• [Records for this task]
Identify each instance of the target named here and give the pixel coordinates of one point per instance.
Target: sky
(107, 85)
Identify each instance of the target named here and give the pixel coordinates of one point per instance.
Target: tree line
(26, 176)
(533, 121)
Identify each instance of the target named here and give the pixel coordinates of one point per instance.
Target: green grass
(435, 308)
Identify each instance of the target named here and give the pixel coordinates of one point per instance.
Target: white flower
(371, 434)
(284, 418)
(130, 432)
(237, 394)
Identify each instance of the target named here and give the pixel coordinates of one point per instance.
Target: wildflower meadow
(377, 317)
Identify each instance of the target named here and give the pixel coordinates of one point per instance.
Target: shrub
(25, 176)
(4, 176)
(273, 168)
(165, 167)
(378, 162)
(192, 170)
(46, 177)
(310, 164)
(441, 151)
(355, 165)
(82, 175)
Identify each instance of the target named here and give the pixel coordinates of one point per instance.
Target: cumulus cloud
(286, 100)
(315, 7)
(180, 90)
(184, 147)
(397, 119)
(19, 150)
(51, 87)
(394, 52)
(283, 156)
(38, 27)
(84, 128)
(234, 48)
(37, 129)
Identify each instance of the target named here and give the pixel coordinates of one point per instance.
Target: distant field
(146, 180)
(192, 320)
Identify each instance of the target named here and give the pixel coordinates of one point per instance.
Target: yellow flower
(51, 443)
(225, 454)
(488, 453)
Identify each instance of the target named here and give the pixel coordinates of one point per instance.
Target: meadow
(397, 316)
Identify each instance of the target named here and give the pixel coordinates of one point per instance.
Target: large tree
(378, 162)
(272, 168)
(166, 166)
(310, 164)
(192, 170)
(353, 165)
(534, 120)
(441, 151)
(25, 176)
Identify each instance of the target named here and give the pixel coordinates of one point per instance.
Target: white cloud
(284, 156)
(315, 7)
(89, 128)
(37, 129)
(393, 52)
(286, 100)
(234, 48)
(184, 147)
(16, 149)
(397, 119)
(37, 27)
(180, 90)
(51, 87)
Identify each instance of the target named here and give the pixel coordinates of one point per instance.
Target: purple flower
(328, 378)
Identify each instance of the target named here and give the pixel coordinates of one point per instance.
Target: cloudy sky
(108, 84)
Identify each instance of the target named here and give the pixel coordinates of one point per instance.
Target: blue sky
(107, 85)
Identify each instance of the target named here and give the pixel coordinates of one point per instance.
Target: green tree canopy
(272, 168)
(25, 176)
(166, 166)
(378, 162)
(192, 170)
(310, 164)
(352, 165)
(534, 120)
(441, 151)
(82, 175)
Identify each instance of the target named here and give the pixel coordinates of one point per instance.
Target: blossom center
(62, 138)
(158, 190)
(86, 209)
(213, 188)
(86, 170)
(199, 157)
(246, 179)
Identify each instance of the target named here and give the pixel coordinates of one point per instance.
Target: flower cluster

• [What the task asks]
Set every line of the data down again, word for word.

• [Solution]
Identify each instance of the target named here and give the pixel coordinates of one point per instance.
Target: sky
(107, 85)
Identify each instance of the target named here and give the pixel coordinates of one point per instance.
Target: tree line
(26, 176)
(533, 121)
Identify each instance of the target named here and give the pixel coordinates of one point per instance.
Target: green grass
(435, 308)
Identify each instance of the target named here and give the pixel coordinates of one point per instance.
Target: white flower
(371, 434)
(284, 418)
(130, 432)
(237, 394)
Identify each instance of the target named here and give the pixel coordinates of one point per instance.
Target: wildflower meadow
(377, 317)
Identify each instance of the target named here and give the pixel coordinates of one point per instance.
Target: shrub
(25, 176)
(4, 176)
(273, 168)
(165, 167)
(378, 162)
(192, 170)
(46, 177)
(310, 164)
(441, 151)
(355, 165)
(82, 175)
Identify each instance of the target named here and give the pixel coordinates of one point per instance.
Target: cumulus cloud
(286, 100)
(315, 7)
(180, 90)
(184, 147)
(397, 119)
(19, 150)
(51, 87)
(394, 52)
(283, 156)
(38, 27)
(84, 128)
(234, 48)
(37, 129)
Identify each instance of the target named here and give the pixel coordinates of one point per instance.
Target: distant field
(146, 180)
(192, 320)
Identify each instance of the target named here and give the pixel coordinates of one point per instance.
Target: yellow flower
(51, 443)
(225, 454)
(488, 453)
Identify each instance of the target named here and give the pixel coordinates of one point per instance.
Target: meadow
(397, 316)
Identify each instance of the target named here and give the pixel coordinates of one point per instance.
Target: large tree
(378, 162)
(272, 168)
(166, 166)
(310, 164)
(192, 170)
(353, 165)
(534, 120)
(441, 151)
(25, 176)
Identify each instance of the target named here and give the pixel coordinates of one point per instance.
Target: white cloud
(284, 156)
(315, 7)
(89, 128)
(37, 129)
(393, 52)
(286, 100)
(234, 48)
(184, 147)
(16, 149)
(397, 119)
(37, 27)
(180, 90)
(51, 87)
Identify each instance of the target named here and give the pixel coordinates of one point per instance.
Target: purple flower
(328, 378)
Identify each instance of the target named here and give the pixel coordinates of one point per instance.
Target: cloudy sky
(108, 84)
Identify each instance of the target named here and give the pixel coordinates of one point per instance.
Target: blue sky
(107, 85)
Identify each instance of the target named here and give the pixel coordinates of one point per instance.
Target: green tree canopy
(272, 168)
(25, 176)
(166, 166)
(378, 162)
(192, 170)
(310, 164)
(352, 165)
(534, 120)
(441, 151)
(82, 175)
Identify each instance of the target named here and give the pixel coordinates of one point per instance.
Target: blossom center
(62, 138)
(158, 190)
(86, 209)
(213, 188)
(86, 170)
(199, 157)
(246, 179)
Identify each instance of the target named here and give the pixel coordinates of one point per instance.
Target: flower cluster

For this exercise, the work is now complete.